-------- Provided records --------
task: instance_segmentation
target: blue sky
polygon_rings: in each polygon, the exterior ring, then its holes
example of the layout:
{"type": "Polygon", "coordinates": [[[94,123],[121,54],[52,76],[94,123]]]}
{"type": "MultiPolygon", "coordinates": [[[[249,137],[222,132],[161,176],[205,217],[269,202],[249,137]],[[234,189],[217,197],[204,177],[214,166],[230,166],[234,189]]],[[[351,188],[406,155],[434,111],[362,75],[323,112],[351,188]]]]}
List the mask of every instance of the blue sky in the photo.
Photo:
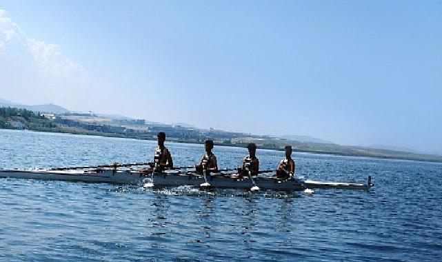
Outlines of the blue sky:
{"type": "Polygon", "coordinates": [[[0,9],[0,98],[442,154],[441,1],[0,9]]]}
--------
== Set task ==
Put each line of the rows above into a numbered list, skipping blank lines. Leave the pictures out.

== Solution to this problem ==
1. task: instance_segmentation
2. target: blue sky
3. polygon_rings: in each polygon, the exterior ring, then its holes
4. example of the layout:
5. {"type": "Polygon", "coordinates": [[[94,123],[121,54],[52,76],[94,123]]]}
6. {"type": "MultiPolygon", "coordinates": [[[[249,137],[222,132],[161,176],[205,217],[269,202],[249,137]],[[234,189],[217,197],[204,177],[214,166],[230,166],[234,189]]],[[[351,188],[406,155],[434,111],[362,75],[323,112],[351,188]]]]}
7. List the mask of every instance of the blue sky in the photo.
8. Photo:
9. Outlines of the blue sky:
10. {"type": "Polygon", "coordinates": [[[0,9],[0,98],[442,154],[441,1],[0,9]]]}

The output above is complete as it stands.